Problem requirements: Copy each of the records below word for word, changing nothing.

[Records supplied start]

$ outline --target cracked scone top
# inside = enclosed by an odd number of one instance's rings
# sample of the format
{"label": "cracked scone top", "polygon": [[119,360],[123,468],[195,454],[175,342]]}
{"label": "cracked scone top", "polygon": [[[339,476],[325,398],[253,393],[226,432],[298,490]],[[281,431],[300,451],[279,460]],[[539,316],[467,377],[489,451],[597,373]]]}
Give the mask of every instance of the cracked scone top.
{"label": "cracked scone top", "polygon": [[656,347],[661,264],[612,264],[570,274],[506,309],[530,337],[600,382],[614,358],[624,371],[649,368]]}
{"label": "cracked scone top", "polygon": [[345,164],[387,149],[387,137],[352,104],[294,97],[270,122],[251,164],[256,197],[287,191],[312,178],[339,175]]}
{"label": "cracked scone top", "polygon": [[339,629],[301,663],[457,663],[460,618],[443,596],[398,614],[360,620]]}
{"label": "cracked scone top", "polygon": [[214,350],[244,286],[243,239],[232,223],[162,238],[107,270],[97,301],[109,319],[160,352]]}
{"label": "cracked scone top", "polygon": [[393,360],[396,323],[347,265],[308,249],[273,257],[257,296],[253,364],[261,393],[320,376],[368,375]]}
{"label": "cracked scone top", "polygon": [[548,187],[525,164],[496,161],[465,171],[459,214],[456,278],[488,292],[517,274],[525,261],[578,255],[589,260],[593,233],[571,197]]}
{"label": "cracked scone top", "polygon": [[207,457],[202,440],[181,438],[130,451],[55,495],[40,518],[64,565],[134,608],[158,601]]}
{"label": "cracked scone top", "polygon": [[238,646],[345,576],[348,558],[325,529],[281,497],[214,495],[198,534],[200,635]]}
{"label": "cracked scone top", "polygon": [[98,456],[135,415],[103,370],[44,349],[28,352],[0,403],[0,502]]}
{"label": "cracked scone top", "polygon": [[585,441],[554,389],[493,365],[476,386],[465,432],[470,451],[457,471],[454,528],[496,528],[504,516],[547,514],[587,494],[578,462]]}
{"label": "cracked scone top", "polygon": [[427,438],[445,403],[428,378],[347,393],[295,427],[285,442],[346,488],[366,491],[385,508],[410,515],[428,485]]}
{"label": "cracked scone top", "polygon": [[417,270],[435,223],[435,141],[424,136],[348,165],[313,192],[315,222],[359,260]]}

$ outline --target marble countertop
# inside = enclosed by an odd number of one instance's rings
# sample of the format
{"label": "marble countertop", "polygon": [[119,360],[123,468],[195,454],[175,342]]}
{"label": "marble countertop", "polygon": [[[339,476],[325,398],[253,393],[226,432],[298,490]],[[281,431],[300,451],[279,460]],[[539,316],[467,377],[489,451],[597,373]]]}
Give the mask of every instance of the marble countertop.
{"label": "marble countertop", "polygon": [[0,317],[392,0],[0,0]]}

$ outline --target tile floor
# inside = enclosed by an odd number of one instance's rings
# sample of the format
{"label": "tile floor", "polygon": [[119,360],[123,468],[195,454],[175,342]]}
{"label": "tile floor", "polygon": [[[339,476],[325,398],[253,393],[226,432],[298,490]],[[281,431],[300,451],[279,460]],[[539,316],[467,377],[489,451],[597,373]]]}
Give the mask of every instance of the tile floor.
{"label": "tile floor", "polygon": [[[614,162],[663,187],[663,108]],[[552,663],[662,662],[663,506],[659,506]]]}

[Records supplied end]

Written response:
$ outline --target cracked scone top
# inside = enclosed by an odd number of one instance's rings
# sample of the format
{"label": "cracked scone top", "polygon": [[119,360],[123,468],[195,454],[175,342]]}
{"label": "cracked scone top", "polygon": [[[339,476],[325,398],[253,393],[226,432],[298,490]],[[281,431],[300,451],[279,460]],[[539,316],[467,377],[489,451],[597,373]]]}
Give the mask of every instance of the cracked scone top.
{"label": "cracked scone top", "polygon": [[656,347],[661,264],[612,264],[570,274],[506,309],[530,337],[600,382],[614,358],[624,371],[649,368]]}
{"label": "cracked scone top", "polygon": [[345,164],[387,149],[387,137],[352,104],[294,97],[270,122],[251,164],[256,197],[287,191],[312,178],[339,175]]}
{"label": "cracked scone top", "polygon": [[339,629],[301,663],[457,663],[460,618],[443,596],[398,614],[360,620]]}
{"label": "cracked scone top", "polygon": [[214,350],[244,286],[243,239],[232,223],[162,238],[107,270],[97,301],[109,319],[160,352]]}
{"label": "cracked scone top", "polygon": [[393,360],[396,323],[347,265],[308,249],[273,257],[257,296],[253,364],[261,393],[320,376],[368,375]]}
{"label": "cracked scone top", "polygon": [[548,187],[525,164],[496,161],[465,171],[459,214],[456,278],[488,292],[517,274],[525,261],[578,255],[589,260],[593,233],[571,197]]}
{"label": "cracked scone top", "polygon": [[207,457],[202,440],[181,438],[130,451],[55,495],[40,518],[64,565],[134,608],[158,601]]}
{"label": "cracked scone top", "polygon": [[238,646],[345,576],[348,558],[325,529],[281,497],[214,495],[198,534],[200,635]]}
{"label": "cracked scone top", "polygon": [[98,456],[135,415],[103,370],[44,349],[28,352],[0,403],[0,502]]}
{"label": "cracked scone top", "polygon": [[585,441],[554,389],[493,365],[476,386],[465,432],[470,451],[457,471],[454,528],[496,528],[504,516],[547,514],[587,494],[578,462]]}
{"label": "cracked scone top", "polygon": [[427,438],[445,403],[428,378],[347,393],[295,427],[285,442],[346,488],[366,491],[385,508],[410,515],[428,485]]}
{"label": "cracked scone top", "polygon": [[417,270],[435,223],[435,141],[424,136],[348,165],[313,192],[315,222],[359,260]]}

$ outline --target marble countertop
# inside = enclosed by an odd number of one instance's rings
# sample of the format
{"label": "marble countertop", "polygon": [[119,360],[123,468],[195,454],[175,342]]}
{"label": "marble countertop", "polygon": [[[339,476],[325,398],[253,393],[226,432],[298,490]],[[281,431],[300,451],[279,460]],[[539,316],[467,377],[489,451],[597,373]]]}
Give the mask of every instance of the marble countertop.
{"label": "marble countertop", "polygon": [[0,317],[392,0],[0,0]]}

$ outline --target tile floor
# inside = enclosed by an odd number of one instance's rings
# sample of the format
{"label": "tile floor", "polygon": [[119,360],[123,468],[195,454],[175,342]]}
{"label": "tile floor", "polygon": [[[339,476],[325,398],[253,393],[226,432],[298,490]],[[281,431],[300,451],[279,460]],[[539,316],[467,377],[489,451],[597,373]]]}
Give the mask of every instance of the tile floor.
{"label": "tile floor", "polygon": [[[614,162],[663,187],[663,108]],[[552,663],[662,662],[663,506],[659,506]]]}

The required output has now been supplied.